======== Текст для чтения ========

Находясь в итальянском городе Турине, Ницше был глубоко потрясен ужасным событием. Он увидел, как на улице извозчик жестоко избивает свою лошадь. Ницше бросился к лошади, обнял ее за шею, зарыдал, а после этого у него случился тяжелейший припадок с судорогами, и остаток своей несчастной и мучительной жизни он провел под присмотром матери и сестры. Интересна дата этого события. Все случилось в 1889 г., а мы знаем, что в 1887 г. Ницше открыл для себя Достоевского, который оказал на него колоссальное влияние. Налицо почти сверхъестественная связь между эпизодом на туринской улице и кошмарным видением Раскольникова накануне совершенных им убийств. Этот кошмар не сможет забыть никто из тех, кто прочел «Преступление и наказание». Достоевский пишет как раз об избиении лошади. Хозяин хлещет ее по глазам, по спине, призывает прохожих помочь ему в страшном деле… Мы не упускаем ни одной детали ужасной сцены. Если одного лишь стечения обстоятельств оказалось достаточно Аля того, чтобы Ницше окончательно лишился рассудка, значит, все его страдания, не связанные с произошедшим, сделали его слабым и уязвимым. Следовательно, никак не сделали его сильнее. Теперь я думаю, что самое большее, на что он был способен в те редкие моменты, когда боль и безумие не терзали его, — это собрать воедино свои глубокие афоризмы и парадоксы. И это давало ему эйфорическое ощущение собственного триумфа, триумфа воли. Книга «Сумерки кумиров» вышла почти одновременно с ужасным событием в Турине, поэтому совпадение оказалось максимально полным.

======== Исходные данные ========

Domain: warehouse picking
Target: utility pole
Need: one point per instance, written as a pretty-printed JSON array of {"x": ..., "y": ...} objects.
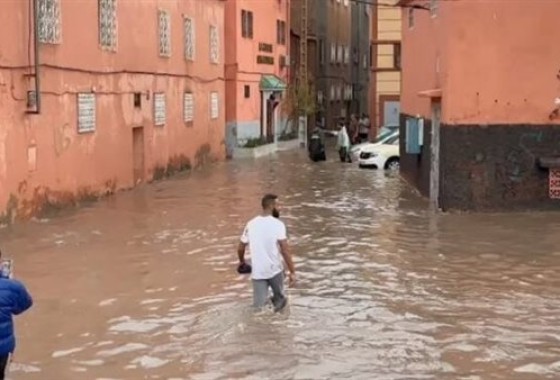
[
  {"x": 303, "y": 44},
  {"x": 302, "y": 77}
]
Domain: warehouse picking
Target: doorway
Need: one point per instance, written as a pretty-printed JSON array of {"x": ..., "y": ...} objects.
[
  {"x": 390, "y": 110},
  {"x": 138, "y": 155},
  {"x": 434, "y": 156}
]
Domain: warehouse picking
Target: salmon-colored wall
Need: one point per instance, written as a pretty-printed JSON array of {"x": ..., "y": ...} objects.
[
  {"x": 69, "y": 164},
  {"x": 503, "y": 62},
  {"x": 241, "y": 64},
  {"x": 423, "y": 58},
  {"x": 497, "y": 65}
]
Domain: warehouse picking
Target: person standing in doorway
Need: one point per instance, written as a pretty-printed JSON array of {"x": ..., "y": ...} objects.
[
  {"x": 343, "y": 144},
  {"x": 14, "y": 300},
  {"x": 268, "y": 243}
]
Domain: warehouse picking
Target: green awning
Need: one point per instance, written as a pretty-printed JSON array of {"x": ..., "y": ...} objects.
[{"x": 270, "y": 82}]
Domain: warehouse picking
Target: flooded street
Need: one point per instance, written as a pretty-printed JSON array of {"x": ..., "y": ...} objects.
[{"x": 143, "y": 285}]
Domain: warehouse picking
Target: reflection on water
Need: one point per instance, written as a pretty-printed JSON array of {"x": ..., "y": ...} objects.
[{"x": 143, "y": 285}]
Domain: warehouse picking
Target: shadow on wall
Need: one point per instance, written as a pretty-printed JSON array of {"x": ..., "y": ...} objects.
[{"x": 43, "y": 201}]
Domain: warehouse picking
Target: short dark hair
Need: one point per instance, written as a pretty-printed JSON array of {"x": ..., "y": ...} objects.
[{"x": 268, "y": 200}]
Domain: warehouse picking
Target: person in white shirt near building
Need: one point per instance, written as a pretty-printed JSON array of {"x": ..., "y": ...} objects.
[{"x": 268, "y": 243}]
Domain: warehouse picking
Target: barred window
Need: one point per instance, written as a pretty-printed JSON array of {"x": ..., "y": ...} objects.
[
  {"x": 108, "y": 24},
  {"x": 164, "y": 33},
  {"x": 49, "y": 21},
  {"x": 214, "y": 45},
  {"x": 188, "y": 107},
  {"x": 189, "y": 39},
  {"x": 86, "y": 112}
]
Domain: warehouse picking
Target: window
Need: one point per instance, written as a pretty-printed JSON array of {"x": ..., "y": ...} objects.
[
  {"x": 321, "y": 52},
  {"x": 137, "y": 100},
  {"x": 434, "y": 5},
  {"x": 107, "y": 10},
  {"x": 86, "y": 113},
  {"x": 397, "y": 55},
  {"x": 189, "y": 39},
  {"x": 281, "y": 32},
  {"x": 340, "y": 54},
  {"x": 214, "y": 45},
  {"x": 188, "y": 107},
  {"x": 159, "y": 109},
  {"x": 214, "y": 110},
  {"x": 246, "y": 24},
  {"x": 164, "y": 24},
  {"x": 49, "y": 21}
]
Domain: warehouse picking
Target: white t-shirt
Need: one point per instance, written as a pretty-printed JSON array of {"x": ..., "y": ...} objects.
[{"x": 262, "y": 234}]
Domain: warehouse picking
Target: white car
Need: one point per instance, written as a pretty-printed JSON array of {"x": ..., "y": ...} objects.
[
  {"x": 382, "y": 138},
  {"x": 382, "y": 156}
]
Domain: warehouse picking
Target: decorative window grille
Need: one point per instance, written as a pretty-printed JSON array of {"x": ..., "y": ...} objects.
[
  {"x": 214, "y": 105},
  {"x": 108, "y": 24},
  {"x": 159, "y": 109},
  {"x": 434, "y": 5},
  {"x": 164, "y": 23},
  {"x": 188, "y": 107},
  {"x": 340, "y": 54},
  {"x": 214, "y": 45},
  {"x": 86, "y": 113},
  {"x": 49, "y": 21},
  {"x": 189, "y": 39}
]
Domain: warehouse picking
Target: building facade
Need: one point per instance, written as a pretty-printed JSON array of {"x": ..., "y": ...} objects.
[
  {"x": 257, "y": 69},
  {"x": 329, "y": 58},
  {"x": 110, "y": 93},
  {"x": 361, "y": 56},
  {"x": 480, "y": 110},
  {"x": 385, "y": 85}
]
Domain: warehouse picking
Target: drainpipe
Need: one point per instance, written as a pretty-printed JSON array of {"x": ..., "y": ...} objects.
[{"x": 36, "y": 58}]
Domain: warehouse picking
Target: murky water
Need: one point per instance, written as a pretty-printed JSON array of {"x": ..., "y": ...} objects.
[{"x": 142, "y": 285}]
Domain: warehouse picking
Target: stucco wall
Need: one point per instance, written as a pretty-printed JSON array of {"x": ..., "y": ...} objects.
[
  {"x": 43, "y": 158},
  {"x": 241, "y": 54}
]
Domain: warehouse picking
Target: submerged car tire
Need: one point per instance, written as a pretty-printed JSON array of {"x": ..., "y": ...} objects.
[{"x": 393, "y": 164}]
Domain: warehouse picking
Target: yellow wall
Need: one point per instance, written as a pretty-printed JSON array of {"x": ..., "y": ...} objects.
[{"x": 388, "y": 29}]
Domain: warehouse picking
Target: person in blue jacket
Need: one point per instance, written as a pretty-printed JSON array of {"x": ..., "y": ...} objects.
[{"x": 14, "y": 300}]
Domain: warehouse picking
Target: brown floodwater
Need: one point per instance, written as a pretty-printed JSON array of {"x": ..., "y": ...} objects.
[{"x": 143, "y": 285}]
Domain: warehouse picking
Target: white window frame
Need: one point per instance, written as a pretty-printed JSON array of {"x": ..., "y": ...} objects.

========
======== Исходные данные ========

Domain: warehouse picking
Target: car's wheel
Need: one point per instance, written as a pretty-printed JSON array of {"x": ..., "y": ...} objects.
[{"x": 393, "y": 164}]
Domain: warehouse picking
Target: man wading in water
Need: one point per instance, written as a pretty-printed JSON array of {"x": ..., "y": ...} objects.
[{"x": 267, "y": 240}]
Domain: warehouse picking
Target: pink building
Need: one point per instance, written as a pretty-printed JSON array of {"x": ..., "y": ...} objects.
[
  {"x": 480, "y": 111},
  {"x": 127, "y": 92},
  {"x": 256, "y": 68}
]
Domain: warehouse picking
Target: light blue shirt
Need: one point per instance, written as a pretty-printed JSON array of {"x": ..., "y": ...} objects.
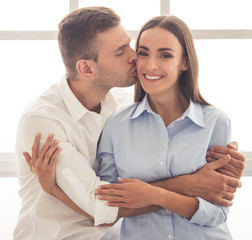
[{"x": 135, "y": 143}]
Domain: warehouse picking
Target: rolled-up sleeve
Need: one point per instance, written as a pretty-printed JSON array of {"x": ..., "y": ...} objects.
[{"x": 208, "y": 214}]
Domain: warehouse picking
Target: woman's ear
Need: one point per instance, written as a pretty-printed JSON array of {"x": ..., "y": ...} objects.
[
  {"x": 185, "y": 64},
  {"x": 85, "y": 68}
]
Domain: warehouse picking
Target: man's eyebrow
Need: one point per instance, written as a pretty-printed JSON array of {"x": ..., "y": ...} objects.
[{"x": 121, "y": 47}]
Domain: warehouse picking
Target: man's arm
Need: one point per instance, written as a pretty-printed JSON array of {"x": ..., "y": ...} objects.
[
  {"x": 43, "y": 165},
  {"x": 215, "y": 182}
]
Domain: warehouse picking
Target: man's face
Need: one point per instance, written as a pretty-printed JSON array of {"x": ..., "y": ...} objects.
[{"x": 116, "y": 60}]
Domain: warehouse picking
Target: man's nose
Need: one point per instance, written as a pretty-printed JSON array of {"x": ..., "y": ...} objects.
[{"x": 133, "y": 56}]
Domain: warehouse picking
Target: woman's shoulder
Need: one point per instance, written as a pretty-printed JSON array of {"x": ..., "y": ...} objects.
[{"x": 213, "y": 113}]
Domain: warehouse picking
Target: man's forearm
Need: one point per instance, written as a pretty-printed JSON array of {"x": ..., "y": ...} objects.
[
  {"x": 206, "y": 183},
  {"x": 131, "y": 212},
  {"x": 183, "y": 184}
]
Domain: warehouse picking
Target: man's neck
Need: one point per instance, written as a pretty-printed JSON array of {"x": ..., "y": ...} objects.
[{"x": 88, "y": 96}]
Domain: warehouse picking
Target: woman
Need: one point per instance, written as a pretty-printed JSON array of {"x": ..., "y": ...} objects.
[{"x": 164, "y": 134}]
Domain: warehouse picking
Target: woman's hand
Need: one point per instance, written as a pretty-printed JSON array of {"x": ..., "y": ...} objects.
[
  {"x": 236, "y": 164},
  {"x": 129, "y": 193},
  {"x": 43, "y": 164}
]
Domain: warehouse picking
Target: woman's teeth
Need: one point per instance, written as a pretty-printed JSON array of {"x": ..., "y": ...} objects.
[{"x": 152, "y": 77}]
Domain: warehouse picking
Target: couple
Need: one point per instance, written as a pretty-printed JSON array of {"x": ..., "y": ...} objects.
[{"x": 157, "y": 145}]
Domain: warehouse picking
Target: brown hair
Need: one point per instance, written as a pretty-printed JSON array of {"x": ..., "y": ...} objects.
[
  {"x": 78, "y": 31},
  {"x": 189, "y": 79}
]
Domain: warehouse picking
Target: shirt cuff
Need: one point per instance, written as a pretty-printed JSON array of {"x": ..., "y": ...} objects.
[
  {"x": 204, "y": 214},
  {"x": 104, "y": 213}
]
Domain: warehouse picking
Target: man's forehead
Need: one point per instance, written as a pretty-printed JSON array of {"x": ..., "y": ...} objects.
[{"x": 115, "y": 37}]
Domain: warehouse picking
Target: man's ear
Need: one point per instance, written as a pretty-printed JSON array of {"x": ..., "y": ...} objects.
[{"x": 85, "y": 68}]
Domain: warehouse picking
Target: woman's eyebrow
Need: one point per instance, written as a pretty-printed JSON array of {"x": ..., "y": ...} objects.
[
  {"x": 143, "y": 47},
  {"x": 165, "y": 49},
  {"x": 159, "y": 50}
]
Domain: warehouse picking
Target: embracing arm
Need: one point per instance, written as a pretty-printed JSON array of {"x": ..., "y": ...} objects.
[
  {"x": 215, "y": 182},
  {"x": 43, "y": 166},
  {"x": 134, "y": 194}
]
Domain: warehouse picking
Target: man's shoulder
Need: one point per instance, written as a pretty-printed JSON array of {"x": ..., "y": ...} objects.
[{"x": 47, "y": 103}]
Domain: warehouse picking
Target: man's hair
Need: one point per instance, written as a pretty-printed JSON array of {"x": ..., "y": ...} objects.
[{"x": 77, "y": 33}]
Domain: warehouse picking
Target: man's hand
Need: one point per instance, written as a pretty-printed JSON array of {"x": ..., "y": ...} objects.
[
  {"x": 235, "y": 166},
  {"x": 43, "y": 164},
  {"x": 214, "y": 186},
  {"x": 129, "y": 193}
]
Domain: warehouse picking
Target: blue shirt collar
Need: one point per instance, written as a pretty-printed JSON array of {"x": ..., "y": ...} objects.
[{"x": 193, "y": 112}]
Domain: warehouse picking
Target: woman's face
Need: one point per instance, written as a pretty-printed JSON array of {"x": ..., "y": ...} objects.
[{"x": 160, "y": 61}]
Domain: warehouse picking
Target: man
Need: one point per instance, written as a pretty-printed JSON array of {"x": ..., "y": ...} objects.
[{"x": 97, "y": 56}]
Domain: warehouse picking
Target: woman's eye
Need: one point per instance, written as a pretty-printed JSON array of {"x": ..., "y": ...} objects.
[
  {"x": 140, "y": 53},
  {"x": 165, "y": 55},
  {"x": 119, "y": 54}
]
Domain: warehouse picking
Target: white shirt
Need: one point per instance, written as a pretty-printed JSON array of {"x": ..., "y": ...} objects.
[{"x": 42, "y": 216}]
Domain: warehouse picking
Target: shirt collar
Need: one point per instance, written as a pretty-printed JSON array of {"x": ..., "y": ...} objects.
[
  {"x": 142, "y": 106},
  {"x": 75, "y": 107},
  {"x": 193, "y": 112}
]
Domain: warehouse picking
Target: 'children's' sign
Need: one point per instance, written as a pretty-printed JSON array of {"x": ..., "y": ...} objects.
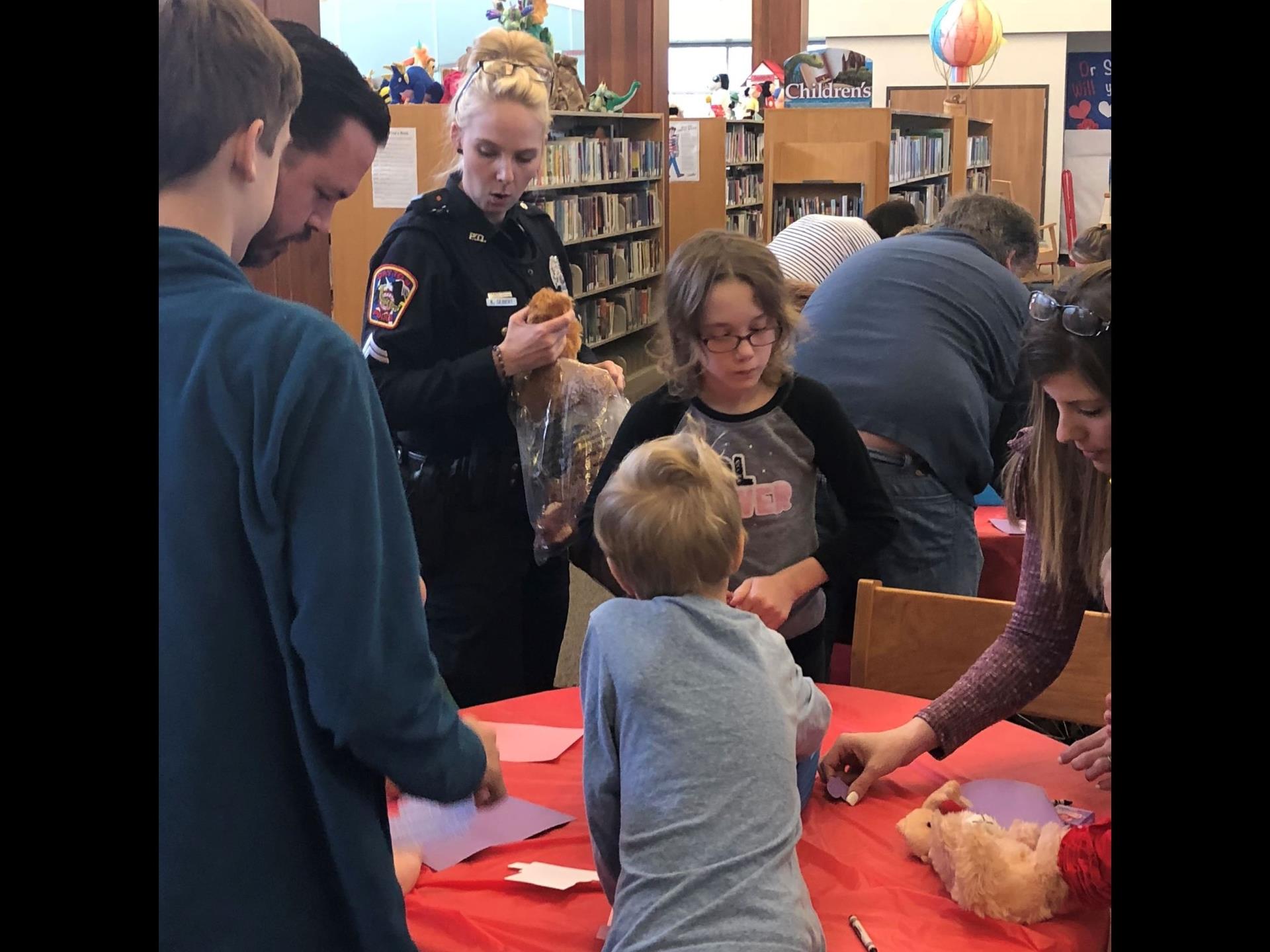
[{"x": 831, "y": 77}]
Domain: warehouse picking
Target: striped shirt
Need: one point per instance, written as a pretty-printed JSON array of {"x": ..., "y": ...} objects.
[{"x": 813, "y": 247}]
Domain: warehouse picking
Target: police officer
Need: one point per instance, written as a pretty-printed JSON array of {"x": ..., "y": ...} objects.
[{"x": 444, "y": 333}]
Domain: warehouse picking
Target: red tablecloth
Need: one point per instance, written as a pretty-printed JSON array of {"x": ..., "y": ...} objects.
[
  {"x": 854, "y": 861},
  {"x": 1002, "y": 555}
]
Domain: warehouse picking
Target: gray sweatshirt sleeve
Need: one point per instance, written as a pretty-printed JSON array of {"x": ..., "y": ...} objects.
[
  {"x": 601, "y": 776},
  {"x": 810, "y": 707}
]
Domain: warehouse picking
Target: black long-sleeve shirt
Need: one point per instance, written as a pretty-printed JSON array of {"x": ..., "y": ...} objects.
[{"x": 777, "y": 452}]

========
======== Исходные данные ========

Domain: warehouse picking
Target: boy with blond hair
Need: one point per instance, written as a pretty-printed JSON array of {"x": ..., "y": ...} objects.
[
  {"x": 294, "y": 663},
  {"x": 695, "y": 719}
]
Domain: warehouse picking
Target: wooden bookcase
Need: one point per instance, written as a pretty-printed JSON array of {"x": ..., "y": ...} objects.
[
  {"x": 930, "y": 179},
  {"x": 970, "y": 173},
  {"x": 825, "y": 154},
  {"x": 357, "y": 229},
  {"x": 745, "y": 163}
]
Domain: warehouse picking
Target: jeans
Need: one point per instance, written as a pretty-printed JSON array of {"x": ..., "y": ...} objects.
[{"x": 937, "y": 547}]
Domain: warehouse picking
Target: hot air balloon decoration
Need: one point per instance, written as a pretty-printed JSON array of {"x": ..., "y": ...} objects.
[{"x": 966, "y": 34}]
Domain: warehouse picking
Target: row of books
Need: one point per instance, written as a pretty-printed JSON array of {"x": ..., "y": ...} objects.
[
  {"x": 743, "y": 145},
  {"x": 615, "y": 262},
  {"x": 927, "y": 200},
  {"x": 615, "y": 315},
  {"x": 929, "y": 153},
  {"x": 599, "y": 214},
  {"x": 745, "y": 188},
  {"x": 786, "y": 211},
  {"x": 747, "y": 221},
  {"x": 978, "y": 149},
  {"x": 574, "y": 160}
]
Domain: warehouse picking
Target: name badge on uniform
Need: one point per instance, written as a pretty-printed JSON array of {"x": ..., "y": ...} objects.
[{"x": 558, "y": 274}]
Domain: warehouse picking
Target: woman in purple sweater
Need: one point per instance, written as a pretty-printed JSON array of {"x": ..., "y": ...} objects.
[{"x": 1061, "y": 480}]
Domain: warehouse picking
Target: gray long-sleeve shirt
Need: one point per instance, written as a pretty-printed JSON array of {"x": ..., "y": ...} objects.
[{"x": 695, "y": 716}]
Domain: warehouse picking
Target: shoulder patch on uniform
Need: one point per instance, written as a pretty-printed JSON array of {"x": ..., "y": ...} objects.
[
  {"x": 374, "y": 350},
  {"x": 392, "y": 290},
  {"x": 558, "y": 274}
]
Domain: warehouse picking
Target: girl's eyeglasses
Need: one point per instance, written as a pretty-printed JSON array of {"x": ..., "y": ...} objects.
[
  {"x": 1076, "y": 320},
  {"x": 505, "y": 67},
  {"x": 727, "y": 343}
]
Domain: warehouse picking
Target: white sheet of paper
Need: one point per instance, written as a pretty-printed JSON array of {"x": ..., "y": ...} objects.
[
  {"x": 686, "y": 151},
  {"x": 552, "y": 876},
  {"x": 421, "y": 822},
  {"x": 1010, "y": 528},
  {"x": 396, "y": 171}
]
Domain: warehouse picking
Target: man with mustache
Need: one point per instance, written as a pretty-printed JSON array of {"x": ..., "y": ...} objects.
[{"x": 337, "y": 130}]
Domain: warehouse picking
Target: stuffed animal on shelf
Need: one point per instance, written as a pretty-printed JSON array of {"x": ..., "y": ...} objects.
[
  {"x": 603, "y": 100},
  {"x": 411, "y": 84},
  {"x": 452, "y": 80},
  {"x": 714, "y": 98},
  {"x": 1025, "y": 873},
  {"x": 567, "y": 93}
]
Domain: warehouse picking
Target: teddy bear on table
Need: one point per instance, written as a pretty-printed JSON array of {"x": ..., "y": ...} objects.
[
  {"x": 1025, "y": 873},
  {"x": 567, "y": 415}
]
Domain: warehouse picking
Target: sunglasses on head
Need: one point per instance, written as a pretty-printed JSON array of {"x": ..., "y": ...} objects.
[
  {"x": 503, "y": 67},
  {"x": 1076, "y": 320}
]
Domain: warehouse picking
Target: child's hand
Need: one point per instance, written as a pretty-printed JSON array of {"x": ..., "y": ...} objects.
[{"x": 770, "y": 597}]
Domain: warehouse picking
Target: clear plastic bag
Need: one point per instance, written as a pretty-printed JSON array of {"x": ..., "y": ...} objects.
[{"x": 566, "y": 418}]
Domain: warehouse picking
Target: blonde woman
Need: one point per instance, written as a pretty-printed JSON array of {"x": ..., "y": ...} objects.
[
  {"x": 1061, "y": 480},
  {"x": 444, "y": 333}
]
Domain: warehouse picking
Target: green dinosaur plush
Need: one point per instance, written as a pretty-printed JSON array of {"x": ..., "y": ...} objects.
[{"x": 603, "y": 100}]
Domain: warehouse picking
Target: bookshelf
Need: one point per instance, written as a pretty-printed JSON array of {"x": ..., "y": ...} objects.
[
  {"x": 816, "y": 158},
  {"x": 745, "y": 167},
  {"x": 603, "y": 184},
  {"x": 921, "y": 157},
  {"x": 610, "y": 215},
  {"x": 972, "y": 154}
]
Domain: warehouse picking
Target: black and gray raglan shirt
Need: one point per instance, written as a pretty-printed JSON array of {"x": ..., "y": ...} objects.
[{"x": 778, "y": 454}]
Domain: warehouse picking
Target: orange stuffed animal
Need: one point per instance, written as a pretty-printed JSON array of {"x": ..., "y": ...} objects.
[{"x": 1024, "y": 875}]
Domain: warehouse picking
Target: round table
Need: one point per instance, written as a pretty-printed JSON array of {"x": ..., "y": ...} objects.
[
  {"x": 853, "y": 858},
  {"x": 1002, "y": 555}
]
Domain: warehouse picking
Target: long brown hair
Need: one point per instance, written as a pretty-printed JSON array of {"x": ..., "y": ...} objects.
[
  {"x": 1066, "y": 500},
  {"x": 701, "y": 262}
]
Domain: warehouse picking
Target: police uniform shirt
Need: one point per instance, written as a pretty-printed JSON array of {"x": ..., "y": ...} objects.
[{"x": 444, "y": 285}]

========

Что нужно сделать:
1/ В каком году Ницше открыл для себя Достоевского, согласно тексту о Ницше?
2/ Допишите следующую часть текста о Ницше, начав сразу после его последнего предложения.

Ответы к заданиям:
1/ В 1887 году.

2/
Давайте рассмотрим еще один пример — совершенно иной, куда более умеренный философ, который гораздо ближе к нам по времени. Профессор Сидни Хук[115] всегда был материалистом и прагматиком. Он писал изысканные трактаты, в которых сочетались идеи Джона Дьюи[116] и Карла Маркса. Профессор Хук всегда был непреклонным атеистом. В конце своей долгой жизни он тяжело заболел и начал размышлять над интересным парадоксом. Профессор Хук находился в медицинской Мекке мира — в клинике Стэнфордского университета в Калифорнии[117]. Ему был доступен такой уровень лечения и ухода, о каком прежние поколения не могли даже и мечтать, но в то же время мучения его были безмерны. После особенно тяжелого приступа, который удалось купировать, он решил, что раз так, то ему лучше умереть: «Я нахожусь на грани смерти. Для лечения застойной сердечной недостаточности мне была сделана ангиограмма, которая послужила причиной инсульта. Чудовищная и крайне болезненная икота, не прекращавшаяся несколько дней и ночей, препятствовала перевариванию пищи. Мою левую сторону и одну из голосовых связок парализовало. Начался плеврит, и мне стало казаться, что я тону в океане слизи. В один из редких моментов, когда боль отступила, я попросил своего врача отключить приборы, которые поддерживают во мне жизнь, или показать мне, как это сделать».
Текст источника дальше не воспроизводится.